- [REQUIREMENT]
Locate each line below that contains the word "brick", and copy those lines out in full.

--- --- ---

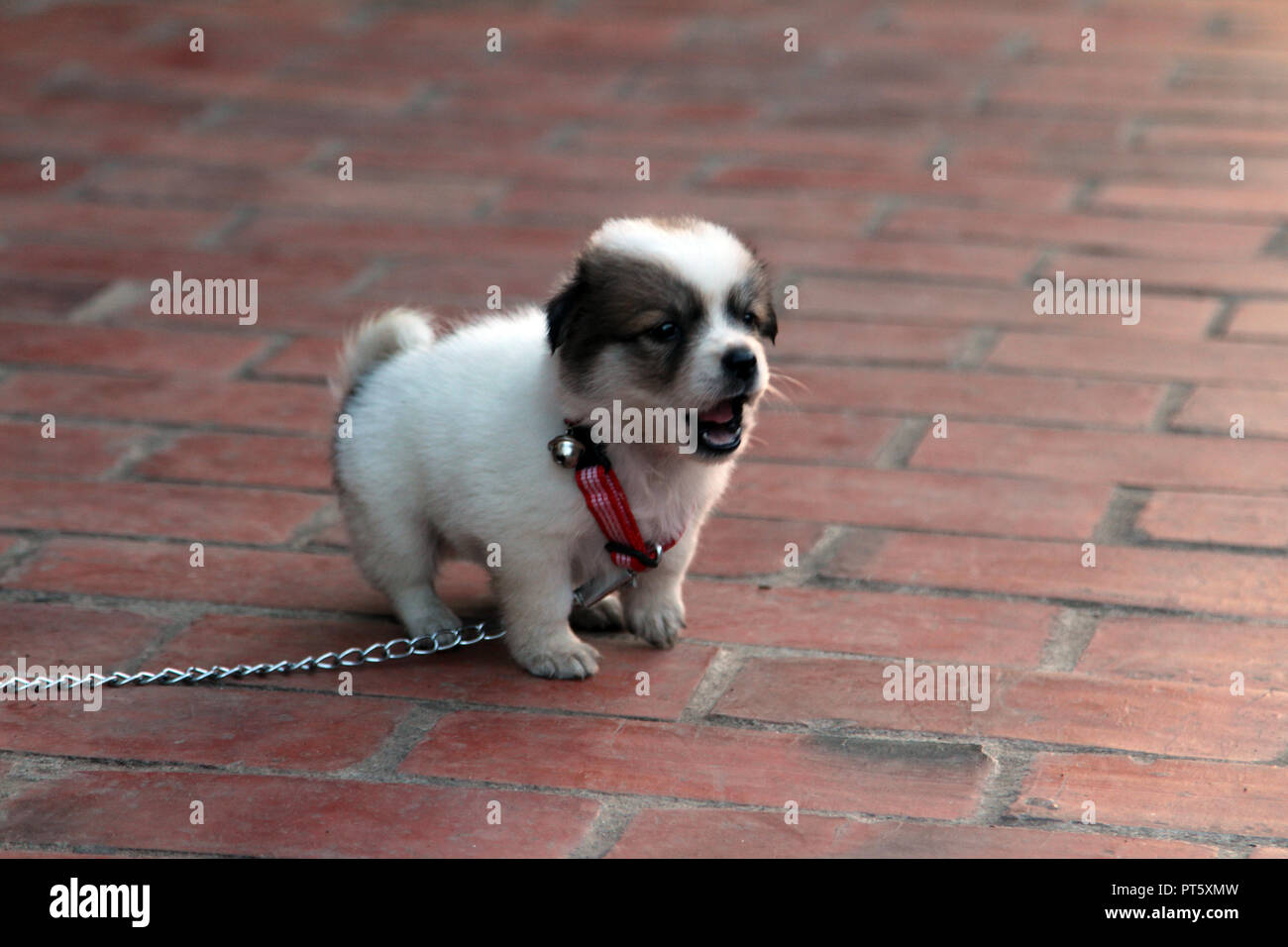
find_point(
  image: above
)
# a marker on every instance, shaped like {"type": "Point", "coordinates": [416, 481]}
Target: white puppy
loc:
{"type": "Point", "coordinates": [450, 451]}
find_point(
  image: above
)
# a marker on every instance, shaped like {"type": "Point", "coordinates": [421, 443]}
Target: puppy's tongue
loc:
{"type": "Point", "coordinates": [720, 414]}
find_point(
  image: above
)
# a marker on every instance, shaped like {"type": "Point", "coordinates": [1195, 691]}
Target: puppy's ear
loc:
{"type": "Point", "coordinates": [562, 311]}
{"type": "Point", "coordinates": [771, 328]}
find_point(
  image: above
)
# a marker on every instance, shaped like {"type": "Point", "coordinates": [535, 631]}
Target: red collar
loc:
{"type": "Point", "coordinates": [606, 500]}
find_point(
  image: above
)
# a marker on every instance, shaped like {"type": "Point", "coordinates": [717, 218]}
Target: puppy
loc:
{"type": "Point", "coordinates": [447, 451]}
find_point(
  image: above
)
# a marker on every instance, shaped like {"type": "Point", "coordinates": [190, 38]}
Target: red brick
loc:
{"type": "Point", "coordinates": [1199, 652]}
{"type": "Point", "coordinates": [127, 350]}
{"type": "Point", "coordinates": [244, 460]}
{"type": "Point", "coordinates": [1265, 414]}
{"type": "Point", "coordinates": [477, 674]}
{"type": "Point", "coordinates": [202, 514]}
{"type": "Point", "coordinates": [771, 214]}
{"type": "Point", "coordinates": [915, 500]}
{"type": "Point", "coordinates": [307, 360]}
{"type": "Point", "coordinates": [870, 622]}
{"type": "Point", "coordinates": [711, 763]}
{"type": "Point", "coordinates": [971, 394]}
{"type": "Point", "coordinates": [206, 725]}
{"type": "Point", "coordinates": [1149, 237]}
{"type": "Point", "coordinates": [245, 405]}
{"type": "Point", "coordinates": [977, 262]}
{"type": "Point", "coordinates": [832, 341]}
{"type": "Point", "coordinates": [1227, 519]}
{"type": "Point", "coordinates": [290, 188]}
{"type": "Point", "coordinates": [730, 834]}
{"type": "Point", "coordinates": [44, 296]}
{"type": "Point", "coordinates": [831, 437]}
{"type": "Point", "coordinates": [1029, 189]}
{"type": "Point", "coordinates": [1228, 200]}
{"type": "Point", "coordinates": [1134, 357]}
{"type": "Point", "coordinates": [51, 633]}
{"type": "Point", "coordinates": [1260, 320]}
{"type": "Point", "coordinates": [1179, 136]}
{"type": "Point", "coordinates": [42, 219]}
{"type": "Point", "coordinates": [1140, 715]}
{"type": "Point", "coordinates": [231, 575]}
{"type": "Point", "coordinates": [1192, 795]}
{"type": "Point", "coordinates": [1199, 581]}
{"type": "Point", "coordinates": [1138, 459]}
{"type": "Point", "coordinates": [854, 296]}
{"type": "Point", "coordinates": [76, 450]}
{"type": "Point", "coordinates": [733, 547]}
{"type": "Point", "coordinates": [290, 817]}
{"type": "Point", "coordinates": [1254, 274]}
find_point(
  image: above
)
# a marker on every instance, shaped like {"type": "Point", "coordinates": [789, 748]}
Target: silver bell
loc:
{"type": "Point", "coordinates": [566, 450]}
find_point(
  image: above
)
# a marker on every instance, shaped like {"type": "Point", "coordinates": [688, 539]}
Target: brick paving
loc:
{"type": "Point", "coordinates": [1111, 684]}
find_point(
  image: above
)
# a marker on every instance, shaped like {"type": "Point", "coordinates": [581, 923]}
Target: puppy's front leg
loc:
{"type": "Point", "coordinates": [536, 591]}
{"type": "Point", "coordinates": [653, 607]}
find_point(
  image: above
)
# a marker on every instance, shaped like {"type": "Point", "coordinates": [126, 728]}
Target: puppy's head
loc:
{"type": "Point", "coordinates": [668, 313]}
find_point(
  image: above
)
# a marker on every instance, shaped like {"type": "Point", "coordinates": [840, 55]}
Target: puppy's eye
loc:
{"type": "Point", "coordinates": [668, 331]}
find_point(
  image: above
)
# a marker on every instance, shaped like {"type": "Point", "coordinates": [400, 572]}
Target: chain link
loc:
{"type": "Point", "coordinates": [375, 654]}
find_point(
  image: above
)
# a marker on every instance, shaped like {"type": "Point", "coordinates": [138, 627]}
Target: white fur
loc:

--- --- ---

- [EXERCISE RESULT]
Target: red brick
Target: brick paving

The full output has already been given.